▶ [YOUR OBJECTIVE]: Reproduce the part of the rat cage thread that begins at the words "Theres a 12x12" and stops after "into side B.", without changing a word.

Theres a 12x12 inch vent on the side, and an 8x8 inch vent on another side. I Would like one more vent but with it holding up the tub on the top I have to think of structural integrity. But there is also a 5inch (or so) PVC pipe leading into side A and a 5inch PVC pipe through the roof and into the second level. 


On the Second Level there is a 12x12 inch vent on the side and a large mesh area on the cover. Plus the PVC pipe leading through the floor and into side B. 

When I get my camera stuff (I need my SD card, my roommate took it to belize for March break) I will take more pictures of the cage. 

Just another update. I added a 12 inch plastic wheel, a cloth hanging tunnel, a second waterbottle, more PVC pipe, and a rope bridge. All added since yesterday. I'm having fun decorating the cage.


----------



## Almi (Feb 11, 2008)

Haha, that's exactly what I had for my girls before I built them a different style cage.

They went from this:











To this:











I felt they weren't getting enough ventilation in the bins with just the tops being mesh (I was cleaning it out every other day...ugh), and it was also a tad too small for four rats. I was always afraid that I'd fall in love with another rat and then I'd need to build a bigger cage anyway, and I didn't really feel like having a huge bin system and messing around with modifying all of that. =P

And actually, it didn't cost me much more money to make the wire cage (which can hold 10 rats) than it did to make the bin cage (which can hold about 3 rats). I think it costed me like $32 for the huge wire cage and about $30 for the bin system. Plus, my ratty girls love it. I just added some new toys today, and there's still tons and tons of room.

▶ [GIVEN INFORMATION]:
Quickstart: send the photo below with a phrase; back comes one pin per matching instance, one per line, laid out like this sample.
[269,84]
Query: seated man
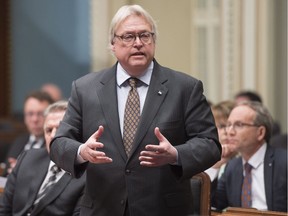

▶ [REPLY]:
Theres a 12x12 inch vent on the side, and an 8x8 inch vent on another side. I Would like one more vent but with it holding up the tub on the top I have to think of structural integrity. But there is also a 5inch (or so) PVC pipe leading into side A and a 5inch PVC pipe through the roof and into the second level. 


On the Second Level there is a 12x12 inch vent on the side and a large mesh area on the cover. Plus the PVC pipe leading through the floor and into side B.